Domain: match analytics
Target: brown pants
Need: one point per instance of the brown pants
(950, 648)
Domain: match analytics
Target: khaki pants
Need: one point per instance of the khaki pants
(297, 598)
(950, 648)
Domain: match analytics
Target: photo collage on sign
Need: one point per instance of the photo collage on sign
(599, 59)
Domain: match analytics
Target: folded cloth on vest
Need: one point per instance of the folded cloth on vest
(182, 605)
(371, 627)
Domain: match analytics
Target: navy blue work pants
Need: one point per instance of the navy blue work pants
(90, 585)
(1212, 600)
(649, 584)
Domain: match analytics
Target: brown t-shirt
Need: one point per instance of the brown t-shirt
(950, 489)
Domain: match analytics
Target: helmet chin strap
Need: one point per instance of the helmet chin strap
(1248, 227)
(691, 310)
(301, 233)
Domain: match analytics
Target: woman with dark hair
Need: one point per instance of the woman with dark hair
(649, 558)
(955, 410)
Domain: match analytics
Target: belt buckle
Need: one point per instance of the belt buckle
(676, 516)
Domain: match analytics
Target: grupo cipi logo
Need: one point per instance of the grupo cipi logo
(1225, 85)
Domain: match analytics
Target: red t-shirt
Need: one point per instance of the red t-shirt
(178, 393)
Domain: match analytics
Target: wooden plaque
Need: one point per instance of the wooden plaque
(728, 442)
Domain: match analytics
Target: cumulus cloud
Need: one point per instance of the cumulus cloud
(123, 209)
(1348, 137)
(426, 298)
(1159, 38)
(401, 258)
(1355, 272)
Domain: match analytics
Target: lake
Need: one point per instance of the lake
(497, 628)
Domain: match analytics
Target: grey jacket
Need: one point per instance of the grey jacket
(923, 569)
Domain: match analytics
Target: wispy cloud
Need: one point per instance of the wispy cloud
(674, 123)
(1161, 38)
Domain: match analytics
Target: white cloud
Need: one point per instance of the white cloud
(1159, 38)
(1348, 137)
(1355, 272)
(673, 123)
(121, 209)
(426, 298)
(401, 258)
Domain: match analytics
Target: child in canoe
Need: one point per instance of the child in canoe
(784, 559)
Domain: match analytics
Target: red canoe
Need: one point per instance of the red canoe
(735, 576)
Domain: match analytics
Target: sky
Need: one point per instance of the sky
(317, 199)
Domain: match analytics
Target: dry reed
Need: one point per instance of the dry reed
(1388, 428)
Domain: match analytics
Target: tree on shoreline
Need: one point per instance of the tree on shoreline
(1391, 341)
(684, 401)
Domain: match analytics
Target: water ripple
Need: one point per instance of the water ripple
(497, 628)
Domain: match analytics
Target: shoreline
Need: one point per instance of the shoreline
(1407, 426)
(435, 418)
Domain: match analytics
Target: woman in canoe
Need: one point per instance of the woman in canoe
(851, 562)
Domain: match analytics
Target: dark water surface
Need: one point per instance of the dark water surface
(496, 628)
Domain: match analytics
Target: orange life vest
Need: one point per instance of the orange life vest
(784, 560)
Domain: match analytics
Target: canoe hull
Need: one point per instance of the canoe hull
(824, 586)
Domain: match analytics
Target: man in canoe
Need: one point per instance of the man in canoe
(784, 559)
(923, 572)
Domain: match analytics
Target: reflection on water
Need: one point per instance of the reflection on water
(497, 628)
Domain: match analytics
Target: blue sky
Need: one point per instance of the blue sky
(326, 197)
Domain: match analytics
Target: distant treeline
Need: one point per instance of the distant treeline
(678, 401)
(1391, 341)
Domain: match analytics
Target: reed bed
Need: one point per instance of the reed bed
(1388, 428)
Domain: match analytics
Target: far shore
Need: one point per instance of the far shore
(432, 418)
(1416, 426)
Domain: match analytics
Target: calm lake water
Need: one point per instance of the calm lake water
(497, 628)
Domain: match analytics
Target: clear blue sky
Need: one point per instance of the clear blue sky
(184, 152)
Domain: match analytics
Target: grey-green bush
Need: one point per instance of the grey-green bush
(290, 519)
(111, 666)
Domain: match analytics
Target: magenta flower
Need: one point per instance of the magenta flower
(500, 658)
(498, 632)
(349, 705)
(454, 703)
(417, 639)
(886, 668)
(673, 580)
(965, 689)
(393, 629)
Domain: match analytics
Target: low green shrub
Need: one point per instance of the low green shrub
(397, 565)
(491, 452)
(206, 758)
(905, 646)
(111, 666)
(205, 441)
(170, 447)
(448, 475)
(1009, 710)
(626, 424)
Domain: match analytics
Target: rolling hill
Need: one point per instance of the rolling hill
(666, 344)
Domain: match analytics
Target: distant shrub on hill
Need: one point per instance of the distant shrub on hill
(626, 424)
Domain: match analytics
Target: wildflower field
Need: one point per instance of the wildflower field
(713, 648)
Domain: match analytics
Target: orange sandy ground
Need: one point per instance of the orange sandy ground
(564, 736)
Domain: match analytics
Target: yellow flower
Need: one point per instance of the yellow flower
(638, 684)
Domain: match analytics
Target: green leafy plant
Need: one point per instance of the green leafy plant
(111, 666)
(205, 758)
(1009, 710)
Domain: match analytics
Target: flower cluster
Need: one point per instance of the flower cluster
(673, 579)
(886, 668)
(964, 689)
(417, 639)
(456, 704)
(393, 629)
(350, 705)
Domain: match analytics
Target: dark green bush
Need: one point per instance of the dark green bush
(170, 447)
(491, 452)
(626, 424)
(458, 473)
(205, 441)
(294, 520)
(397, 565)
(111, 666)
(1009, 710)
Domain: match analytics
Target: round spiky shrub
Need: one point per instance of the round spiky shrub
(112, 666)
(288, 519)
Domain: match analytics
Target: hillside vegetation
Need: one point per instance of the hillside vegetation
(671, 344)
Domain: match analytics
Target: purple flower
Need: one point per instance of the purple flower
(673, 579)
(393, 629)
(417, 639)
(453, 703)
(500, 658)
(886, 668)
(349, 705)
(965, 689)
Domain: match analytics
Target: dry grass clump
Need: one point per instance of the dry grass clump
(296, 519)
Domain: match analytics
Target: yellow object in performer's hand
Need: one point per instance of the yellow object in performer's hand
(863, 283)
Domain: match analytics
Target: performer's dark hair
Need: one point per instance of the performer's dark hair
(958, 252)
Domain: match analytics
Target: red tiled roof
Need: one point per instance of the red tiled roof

EXERCISE DIRECTIONS:
Extract the full listing above without altering anything.

SOLUTION FOR THIS TASK:
Domain: match analytics
Target: brown pants
Need: one point per instance of the brown pants
(950, 648)
Domain: match analytics
Target: khaki pants
Need: one point per instance of the khaki pants
(297, 598)
(950, 648)
Domain: match analytics
Target: photo collage on sign
Need: one point per instance of the photo collage on sign
(599, 59)
Domain: match analytics
Target: folded cloth on vest
Need: one point per instance of the folded cloth on vest
(182, 605)
(371, 627)
Domain: match analytics
Target: navy blue work pants
Need: one point per instance of the navy blue work pants
(90, 585)
(1212, 600)
(649, 584)
Domain: match analytics
Target: brown t-shirt
Need: one point per instance of the brown t-shirt
(950, 489)
Domain: match analytics
Target: helmet chin strap
Need: one point per instance of the helmet chin strap
(1248, 227)
(691, 310)
(301, 233)
Domain: match analytics
Target: woman with dark hair
Need: one point per instance of the woman with dark hair
(649, 558)
(955, 410)
Domain: match analytics
Target: belt buckle
Need: one point per instance of the belt buckle
(676, 516)
Domain: match analytics
Target: grupo cipi logo
Need: one point per instance of the grupo cipi logo
(1225, 85)
Domain: match analytics
Target: red t-shirt
Need: one point per instance of the red t-shirt
(178, 393)
Domain: match analytics
Target: wooden plaque
Need: one point per instance of the wooden plaque
(728, 442)
Domain: match analytics
Target: cumulus cloud
Need: one point per instance of the cumulus cloud
(123, 209)
(1348, 137)
(426, 298)
(1159, 38)
(401, 258)
(1355, 272)
Domain: match analytics
Target: lake
Need: one point per instance of the lake
(497, 628)
Domain: match analytics
Target: grey jacket
Need: one point per instance of the grey jacket
(923, 569)
Domain: match analytics
Target: wispy cloud
Need: one point per instance of the wispy cloud
(674, 123)
(1161, 38)
Domain: match analytics
Target: white cloud
Need: one point per instance of the white cloud
(1159, 38)
(1348, 137)
(1355, 272)
(673, 123)
(121, 209)
(426, 298)
(401, 258)
Domain: match analytics
Target: child in canoe
Need: one point per instance of the child in canoe
(784, 559)
Domain: match analytics
Target: red canoe
Need: one point per instance of the red canoe
(735, 576)
Domain: match analytics
Target: sky
Need: one point per instance of the sky
(317, 199)
Domain: match analytics
Target: dry reed
Need: one point per instance of the dry reed
(1388, 428)
Domain: match analytics
Target: tree on shoreline
Need: one point per instance of the tree on shoreline
(1391, 341)
(684, 401)
Domain: match analytics
Target: water ripple
Need: one point per instance of the water ripple
(497, 628)
Domain: match analytics
Target: shoreline
Need: one point per instance of the shoreline
(1407, 426)
(435, 418)
Domain: match analytics
Target: woman in canoe
Need: one point per instance of the woman in canoe
(851, 562)
Domain: match analytics
Target: dark water surface
Need: one point per instance of the dark water surface
(496, 628)
Domain: match analytics
Target: orange life vest
Need: one point per instance of the orange life vest
(784, 560)
Domain: match analytics
Target: canoe hull
Need: one point per instance of the canoe hull
(824, 586)
Domain: match analytics
Target: man in canoe
Need: one point per instance of the man in canoe
(784, 559)
(923, 572)
Domain: match analytics
Target: reflection on water
Need: one point per instance of the reflection on water
(497, 628)
Domain: match analytics
Target: blue sky
Need: one point per instance of the blue sky
(326, 197)
Domain: match analytics
Target: distant treeline
Need: one point per instance of the distant treeline
(678, 401)
(1391, 341)
Domain: match analytics
Target: reed bed
Need: one point per instance of the reed bed
(1388, 428)
Domain: match analytics
Target: far shore
Need: one point per instance of the far shore
(432, 418)
(1416, 426)
Domain: match analytics
Target: calm lake water
Need: one point per instance of the calm lake water
(497, 628)
Domain: match analytics
Target: clear blue sky
Need: one point per instance of the clear blue sky
(184, 152)
Domain: match analytics
Target: grey-green bush
Need: one point per instance of the grey-green bush
(290, 519)
(111, 666)
Domain: match analytics
Target: magenta flower
Need: one point per instance of the magenta flower
(500, 658)
(498, 632)
(349, 705)
(454, 703)
(417, 639)
(886, 668)
(673, 580)
(965, 689)
(393, 629)
Domain: match analytics
Target: low green shrub
Need: one point per instance of the low green shrub
(397, 565)
(491, 452)
(206, 758)
(905, 646)
(111, 666)
(205, 441)
(170, 447)
(448, 475)
(1009, 710)
(626, 424)
Domain: match analytics
Target: rolling hill
Need: one point per instance of the rolling hill
(666, 344)
Domain: match analytics
Target: distant shrub on hill
Need: one point per instance of the distant shrub on hill
(626, 424)
Domain: match analytics
Target: wildflower field
Need: one point per instance of the wildflower field
(713, 648)
Domain: match analytics
Target: orange sandy ground
Need: one point per instance of the orange sandy ground
(564, 736)
Domain: match analytics
Target: yellow flower
Need: one point per instance of the yellow flower
(638, 684)
Domain: match analytics
Target: green leafy plant
Need: one point per instance of the green leafy plant
(111, 666)
(205, 758)
(1009, 710)
Domain: match analytics
Target: flower cluster
Need: one point per instance of the flower cluster
(673, 579)
(886, 668)
(964, 689)
(417, 639)
(456, 704)
(393, 629)
(350, 705)
Domain: match analytics
Target: dark green bush
Need: one point per instance of the dark green bush
(170, 447)
(491, 452)
(626, 424)
(458, 473)
(205, 441)
(294, 520)
(397, 565)
(111, 666)
(1009, 710)
Domain: match analytics
Target: round spiky shrub
Need: one point per instance of the round spiky shrub
(112, 666)
(288, 519)
Domain: match analytics
Target: hillside vegetation
Need: one point per instance of the hillside vegetation
(671, 344)
Domain: match analytics
Target: purple flower
Need: one point per instance of the purple flower
(673, 579)
(393, 629)
(417, 639)
(453, 703)
(500, 658)
(886, 668)
(349, 705)
(965, 689)
Domain: match analytics
Target: dry grass clump
Need: one point per instance of the dry grass clump
(296, 519)
Domain: match analytics
Target: yellow object in performer's hand
Need: one point per instance of the yellow object in performer's hand
(863, 283)
Domain: match analytics
Target: performer's dark hair
Need: one point per instance of the performer's dark hair
(958, 252)
Domain: match analytics
Target: red tiled roof
Need: one point per instance of the red tiled roof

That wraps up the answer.